● **PROBLEM DESCRIPTION**
Reproduce the passage from the article on the founding of Filthy Food, starting with "It takes the" and going on through "a meat business.".

● **EXERCISE PASSAGE**
○ ○ ○ ○ ○

How A Passion For Products Created A Filthy Success Story


It takes the best quality ingredients to create the best possible cocktail experience, including the garnish. And an obsession with producing the best cocktail garnishes in the world led Daniel Singer to launch his Miami-based business, Filthy Food.

From its humble beginnings, with products being sold from the trunk of Singer’s car, one bar at a time, Filthy is now served by top bars, restaurants and hotels all over the world.

The British-born entrepreneur moved to the U.S. at the age of 18. By his own admission, things hadn’t gone well at school; he had also struggled with dyslexia and needed a fresh start. One of the first jobs he took was in a meat business.

He says: “It was in that environment, in the highly commoditized nature of the meat business, where I learned a lot about what sort of businesses I didn’t want to be involved in and the type of culture I would never want to have.”

In 2007 Singer finally found what he was looking for. He realized that some of the best bars and hotels were making cocktails, but using poor quality, very commoditized garnishes, specifically, olives.

“There was a huge desire among those working in hospitality, the bartenders, who love and take pride in their jobs, to give people their best experience,” he says. “It was in this little area of darkness, with all these substandard olive garnishes, I saw it incredibly brightly; a huge business opportunity, and I decided to explore it.”

In 2009 he teamed up with his brother Marc, a documentary maker, who’d just arrived back from Iraq, and together they launched Filthy Foods, a name originating from Singer’s childhood.

“When I was a little kid, I would play outside in the pouring rain and come home covered head to toe in mud, and my mother would say, ‘you’re filthy!’” he says. “I chose that as the business name because it reflects that joy of being completely immersed in the pleasure of what you are doing, getting filthy and loving it.”

Singer and his brother set off on a voyage of discovery to find the best olives in the world, a two-year expedition across Europe, sampling over 200 varieties of cultivatable olives.

“Growing up, Marc and I rebelled against each other, so this journey was an opportunity to reconnect, to see if we could build something,” says Singer. “It was as much about finding the best olives as it was about the two of us falling in love again as brothers, celebrating each other’s strengths, supporting each other’s weaknesses, and making the idea work.”

On returning to the U.S., they spent three years going bar to bar with backpacks full of jars. Eventually, the bartender-driven, word-of-mouth brand got its first distributor and had a presence in major hotel brands, airlines, and cruise operators within a few years.

However, Singer had to look beyond one or two strong products to break through as a brand. It had to be around what drinks people were consuming in the cocktail space at high volumes and how Filthy could be part of those stories.

○ ○ ○ ○ ○

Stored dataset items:
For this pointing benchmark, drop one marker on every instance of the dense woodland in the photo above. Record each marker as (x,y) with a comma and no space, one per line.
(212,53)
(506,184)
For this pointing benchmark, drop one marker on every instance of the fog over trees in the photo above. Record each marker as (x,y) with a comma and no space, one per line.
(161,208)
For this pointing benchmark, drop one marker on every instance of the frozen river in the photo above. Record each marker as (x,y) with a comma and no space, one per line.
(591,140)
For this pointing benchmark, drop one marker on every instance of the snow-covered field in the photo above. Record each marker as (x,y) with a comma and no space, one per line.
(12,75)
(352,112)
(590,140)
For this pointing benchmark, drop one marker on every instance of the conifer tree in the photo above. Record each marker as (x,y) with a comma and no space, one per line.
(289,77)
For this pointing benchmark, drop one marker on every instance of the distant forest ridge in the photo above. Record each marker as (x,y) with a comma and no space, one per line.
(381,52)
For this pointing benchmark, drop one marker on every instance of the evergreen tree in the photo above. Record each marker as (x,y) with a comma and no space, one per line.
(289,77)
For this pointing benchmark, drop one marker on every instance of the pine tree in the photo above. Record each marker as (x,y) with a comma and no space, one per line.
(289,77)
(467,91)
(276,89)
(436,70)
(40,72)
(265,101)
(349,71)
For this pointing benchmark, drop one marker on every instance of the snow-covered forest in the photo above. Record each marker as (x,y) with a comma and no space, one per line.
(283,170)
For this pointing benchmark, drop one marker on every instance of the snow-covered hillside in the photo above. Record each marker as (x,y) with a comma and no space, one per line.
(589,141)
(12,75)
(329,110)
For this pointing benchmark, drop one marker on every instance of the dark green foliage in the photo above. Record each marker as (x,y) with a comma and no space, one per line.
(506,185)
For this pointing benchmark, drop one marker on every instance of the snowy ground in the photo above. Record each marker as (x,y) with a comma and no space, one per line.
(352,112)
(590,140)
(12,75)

○ ○ ○ ○ ○

● **TASK SOLUTION**
It takes the best quality ingredients to create the best possible cocktail experience, including the garnish. And an obsession with producing the best cocktail garnishes in the world led Daniel Singer to launch his Miami-based business, Filthy Food.

From its humble beginnings, with products being sold from the trunk of Singer’s car, one bar at a time, Filthy is now served by top bars, restaurants and hotels all over the world.

The British-born entrepreneur moved to the U.S. at the age of 18. By his own admission, things hadn’t gone well at school; he had also struggled with dyslexia and needed a fresh start. One of the first jobs he took was in a meat business.